## WRITTEN INSTRUCTION 1
Do these statements agree with the excerpt on testing for normality: (a) MS has good power against non-skewed alternatives; (b) SW is consistent against general alternatives; (c) the authors propose combining kurtosis with MS? Answer yes or no for each and quote the words of the excerpt that decide it.
## WRITTEN INSTRUCTION 2
Can you reproduce word for word the part of the excerpt on testing for normality starting with "The main goal" and going on through "of with MS."?
## WRITTEN INSTRUCTION 3
Could you carry on the excerpt on testing for normality from the point where it stops?

## PAGE
The main goal here is to construct a simple test with a combination of easy-to-understand components. Starting from univariate data, there have been many known tests obtained via combinations of kurtosis with other tests, among which the most well-known one [5] combines the kurtosis statistic MK with the skewness statistic MS. However, MS is powerful only when the alternative is skewed, thus it generally lacks power to test against non-skewed alternatives. On the other hand, SW has excellent power to detect skewed alternatives. Moreover, SW is also consistent against general alternatives [14]. Thus, we propose to combine kurtosis with SW, instead of with MS.

For a p-dimensional random vector Y, it is well known that Y is normal if and only if θ^TY is univariate normal for all θ ∈ {θ ∈ R^p: ‖θ‖ = 1}. It can also be proved that, if Y is not normal, the event that θ^TY is univariate normal can only occur for θ in a zero measure subset of {θ ∈ R^p: ‖θ‖ = 1}, which is a null set if one picks a θ randomly as discussed in [19, Theorem 1]. Thus it seems reasonable to pick a few data-driven directions, say θ ∈ Θ, and use SW test to detect non-normality in univariate projections on those directions. More specifically, for multivariate data X₁,…,X_n, using the standardization discussed in (1) to obtain {Y_i}_1≤i≤n, we can then consider the the following statistic based on projection of Y_i’s in the direction θ:

$$G_n(\theta )=W_n({\theta }^{\mathrm{T}}{Y}_1,\dots ,{\theta }^{\mathrm{T}}{Y}_n),$$ (7)

where W_n is the Shapiro-Wilk function in (2). Fattorini [11] considered a test which rejects normality for small values of following statistic

$$\mathrm{F}\mathrm{A}=\underset{1\le i\le n}{\text{min}}{G}_n(Y_i).$$ (8)

## INFORMATION PROVIDED
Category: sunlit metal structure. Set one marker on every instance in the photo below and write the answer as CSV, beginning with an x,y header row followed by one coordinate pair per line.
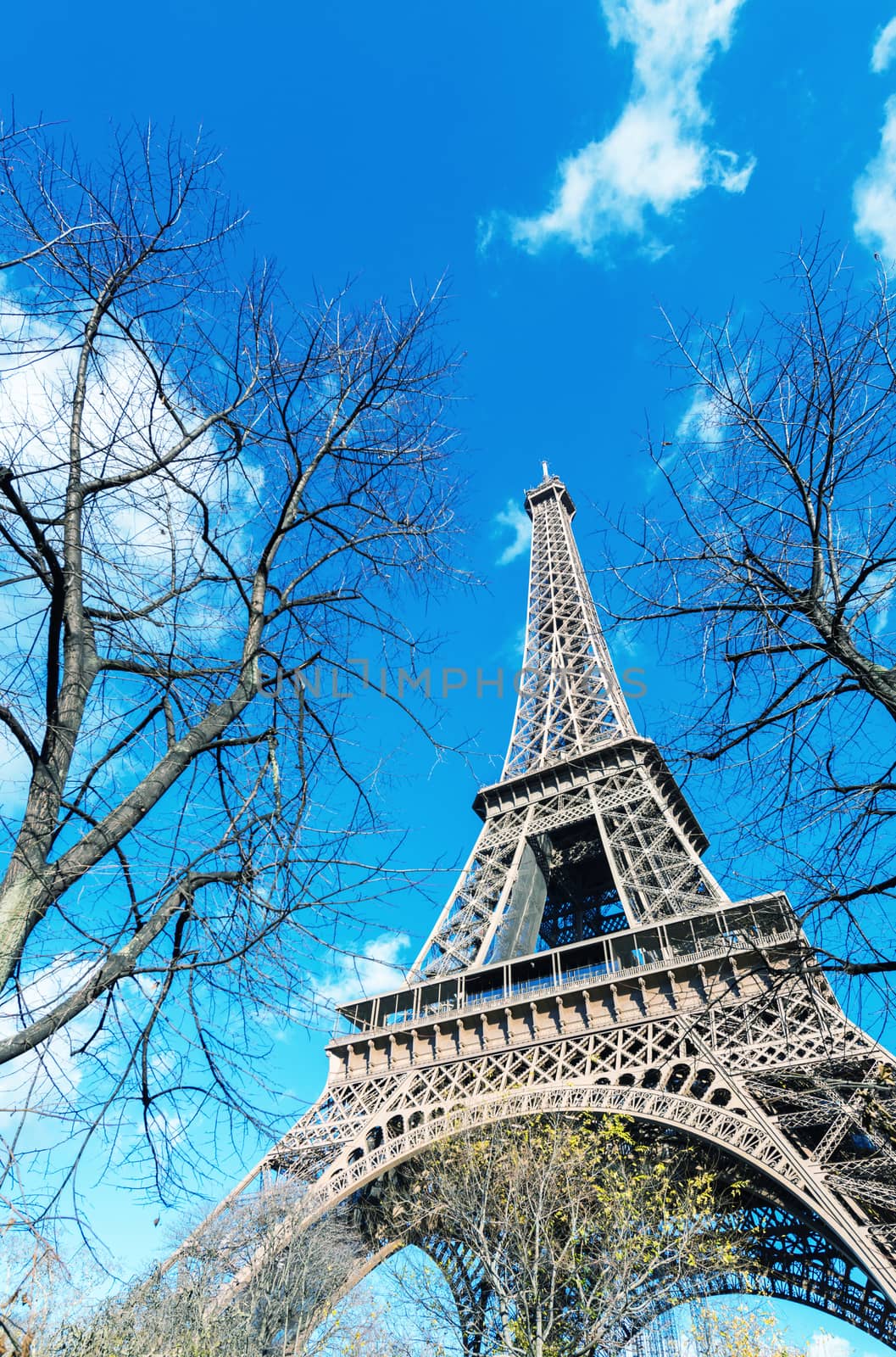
x,y
588,960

## EXERCISE RESULT 1
(a) No: "MS is powerful only when the alternative is skewed, thus it generally lacks power to test against non-skewed alternatives."
(b) Yes: "Moreover, SW is also consistent against general alternatives [14]."
(c) No: "Thus, we propose to combine kurtosis with SW, instead of with MS."

## EXERCISE RESULT 2
The main goal here is to construct a simple test with a combination of easy-to-understand components. Starting from univariate data, there have been many known tests obtained via combinations of kurtosis with other tests, among which the most well-known one [5] combines the kurtosis statistic MK with the skewness statistic MS. However, MS is powerful only when the alternative is skewed, thus it generally lacks power to test against non-skewed alternatives. On the other hand, SW has excellent power to detect skewed alternatives. Moreover, SW is also consistent against general alternatives [14]. Thus, we propose to combine kurtosis with SW, instead of with MS.

## EXERCISE RESULT 3
The Fattorini (FA) test is recommended by [23, pp.220] for testing multivariate normality in addition to the HZ test. It is clear that the FA test is based on detecting non-normality of multivariate data in the most “extreme” directions corresponding to the smallest G_n values evaluated at random directions {‖Y_j‖⁻¹Y_j}_1≤j≤n.

More generally, it seems natural to detect non-normality of the p most “extreme” directions corresponding to p smallest G_n values evaluated at random directions {‖Y_j‖⁻¹Y_j}_1≤j≤n, denoted Θ₁. It is also reasonable to consider the p marginal variates which often have specific physical meanings and are of interest to practitioners. As a result, our new test statistic for normality is:

$$T_n=1-{\left(2p\right)}^{-1}\sum _{\theta \in {\mathrm{\Theta }}_1\cup {\mathrm{\Theta }}_2}{G}_n(\theta )I_A,$$ (9)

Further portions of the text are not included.